• INSTRUCTIONS FOR THE TASK
Find the line that contains "Identify each instance of the standing"; then retype it and each line after it, exactly, through the final line of the data below.

[Named-object pointing records]

◆ ◆ ◆

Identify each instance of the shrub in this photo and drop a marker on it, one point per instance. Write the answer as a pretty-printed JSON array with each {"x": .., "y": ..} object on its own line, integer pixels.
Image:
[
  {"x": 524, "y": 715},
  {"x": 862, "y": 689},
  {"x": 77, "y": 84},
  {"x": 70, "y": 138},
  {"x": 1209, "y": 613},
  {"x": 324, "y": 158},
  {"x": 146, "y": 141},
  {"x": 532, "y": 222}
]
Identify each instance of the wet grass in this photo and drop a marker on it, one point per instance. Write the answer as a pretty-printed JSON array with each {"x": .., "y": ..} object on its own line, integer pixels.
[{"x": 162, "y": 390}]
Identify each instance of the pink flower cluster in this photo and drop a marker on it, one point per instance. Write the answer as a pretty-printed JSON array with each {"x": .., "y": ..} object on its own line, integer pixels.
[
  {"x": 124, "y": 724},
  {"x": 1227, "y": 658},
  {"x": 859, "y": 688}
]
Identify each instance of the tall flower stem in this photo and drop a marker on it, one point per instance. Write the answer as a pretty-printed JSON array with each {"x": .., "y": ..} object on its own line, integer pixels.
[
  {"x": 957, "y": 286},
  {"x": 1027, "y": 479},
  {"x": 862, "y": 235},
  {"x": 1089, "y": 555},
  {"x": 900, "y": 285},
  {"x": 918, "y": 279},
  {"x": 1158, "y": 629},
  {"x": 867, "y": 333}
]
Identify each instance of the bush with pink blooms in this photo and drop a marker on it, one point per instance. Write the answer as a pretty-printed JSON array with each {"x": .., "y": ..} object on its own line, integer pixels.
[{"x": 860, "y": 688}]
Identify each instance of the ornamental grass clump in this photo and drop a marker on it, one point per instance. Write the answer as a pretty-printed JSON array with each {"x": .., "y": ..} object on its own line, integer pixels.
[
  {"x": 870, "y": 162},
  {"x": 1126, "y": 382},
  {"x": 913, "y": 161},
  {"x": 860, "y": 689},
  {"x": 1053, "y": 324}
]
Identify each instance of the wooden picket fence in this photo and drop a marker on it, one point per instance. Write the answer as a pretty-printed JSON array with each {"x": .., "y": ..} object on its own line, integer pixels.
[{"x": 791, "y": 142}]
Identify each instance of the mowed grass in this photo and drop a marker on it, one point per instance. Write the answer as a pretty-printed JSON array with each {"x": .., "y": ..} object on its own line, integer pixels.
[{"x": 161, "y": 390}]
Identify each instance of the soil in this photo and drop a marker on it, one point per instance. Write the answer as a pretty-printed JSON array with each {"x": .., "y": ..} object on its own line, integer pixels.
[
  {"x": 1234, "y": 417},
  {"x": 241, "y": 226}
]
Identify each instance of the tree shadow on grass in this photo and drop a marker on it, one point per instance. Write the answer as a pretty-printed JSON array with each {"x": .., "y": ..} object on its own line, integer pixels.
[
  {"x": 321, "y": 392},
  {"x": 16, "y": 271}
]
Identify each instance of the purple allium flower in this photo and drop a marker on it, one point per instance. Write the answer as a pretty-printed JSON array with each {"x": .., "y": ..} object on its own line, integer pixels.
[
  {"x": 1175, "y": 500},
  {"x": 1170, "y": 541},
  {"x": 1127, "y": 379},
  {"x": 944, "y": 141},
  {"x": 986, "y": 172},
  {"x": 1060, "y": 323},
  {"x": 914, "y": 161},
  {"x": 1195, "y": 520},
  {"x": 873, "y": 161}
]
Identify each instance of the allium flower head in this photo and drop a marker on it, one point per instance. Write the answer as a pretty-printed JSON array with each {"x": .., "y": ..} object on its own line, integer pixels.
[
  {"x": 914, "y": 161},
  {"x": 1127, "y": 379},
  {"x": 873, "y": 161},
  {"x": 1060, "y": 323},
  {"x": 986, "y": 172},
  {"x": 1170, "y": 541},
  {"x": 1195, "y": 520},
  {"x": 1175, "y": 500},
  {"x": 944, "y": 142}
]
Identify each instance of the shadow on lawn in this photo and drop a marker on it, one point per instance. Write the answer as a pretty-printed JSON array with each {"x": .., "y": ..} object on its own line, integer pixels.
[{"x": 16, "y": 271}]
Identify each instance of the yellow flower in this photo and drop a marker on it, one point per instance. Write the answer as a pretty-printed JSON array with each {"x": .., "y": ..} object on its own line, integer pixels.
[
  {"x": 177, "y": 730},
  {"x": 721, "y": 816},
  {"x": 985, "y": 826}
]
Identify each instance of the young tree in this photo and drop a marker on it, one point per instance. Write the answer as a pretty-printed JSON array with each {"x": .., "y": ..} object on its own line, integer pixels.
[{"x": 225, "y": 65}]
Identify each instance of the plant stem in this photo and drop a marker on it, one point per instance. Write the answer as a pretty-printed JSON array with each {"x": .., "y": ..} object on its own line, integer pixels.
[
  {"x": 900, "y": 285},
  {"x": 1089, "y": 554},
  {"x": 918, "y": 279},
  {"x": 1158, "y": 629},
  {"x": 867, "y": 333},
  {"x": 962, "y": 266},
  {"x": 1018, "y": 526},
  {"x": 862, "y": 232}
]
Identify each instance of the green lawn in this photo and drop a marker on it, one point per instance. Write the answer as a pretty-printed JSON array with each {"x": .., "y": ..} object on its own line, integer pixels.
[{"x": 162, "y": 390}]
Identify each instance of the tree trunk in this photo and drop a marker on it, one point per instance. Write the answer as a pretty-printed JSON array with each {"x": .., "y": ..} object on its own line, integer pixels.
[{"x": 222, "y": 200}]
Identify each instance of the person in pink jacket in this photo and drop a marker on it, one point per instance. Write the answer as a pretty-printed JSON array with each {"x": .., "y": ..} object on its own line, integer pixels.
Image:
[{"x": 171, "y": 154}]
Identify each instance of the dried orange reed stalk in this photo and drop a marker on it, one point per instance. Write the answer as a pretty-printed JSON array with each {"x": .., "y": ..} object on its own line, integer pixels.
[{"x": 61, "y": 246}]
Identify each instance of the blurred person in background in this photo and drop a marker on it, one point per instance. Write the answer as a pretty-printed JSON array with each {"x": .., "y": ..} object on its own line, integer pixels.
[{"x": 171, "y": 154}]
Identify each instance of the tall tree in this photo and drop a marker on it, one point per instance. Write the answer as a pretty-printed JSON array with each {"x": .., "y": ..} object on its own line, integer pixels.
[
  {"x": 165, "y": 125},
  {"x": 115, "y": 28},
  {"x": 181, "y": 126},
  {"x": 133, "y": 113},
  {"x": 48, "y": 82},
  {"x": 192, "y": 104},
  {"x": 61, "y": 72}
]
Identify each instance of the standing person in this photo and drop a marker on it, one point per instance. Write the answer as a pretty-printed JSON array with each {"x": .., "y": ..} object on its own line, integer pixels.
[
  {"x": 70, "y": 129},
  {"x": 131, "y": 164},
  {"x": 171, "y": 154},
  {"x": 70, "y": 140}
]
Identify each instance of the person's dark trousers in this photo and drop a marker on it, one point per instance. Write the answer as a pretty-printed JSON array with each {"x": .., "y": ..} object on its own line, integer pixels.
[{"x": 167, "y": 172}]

◆ ◆ ◆

• SOLVED PROBLEM
Identify each instance of the standing person in this photo and drop a marker on it, one point per instance. Write the answer as a pretty-printed JSON array with each {"x": .., "y": ..} object on its own line, integer pixels.
[
  {"x": 70, "y": 129},
  {"x": 131, "y": 164},
  {"x": 171, "y": 154},
  {"x": 70, "y": 140}
]
Identify each instance of the person's dark trousers in this photo and drop a marker on it, one point per instance. Write the answer as a pretty-printed JSON array with each {"x": .., "y": ..} object on its own line, integer pixels.
[{"x": 167, "y": 172}]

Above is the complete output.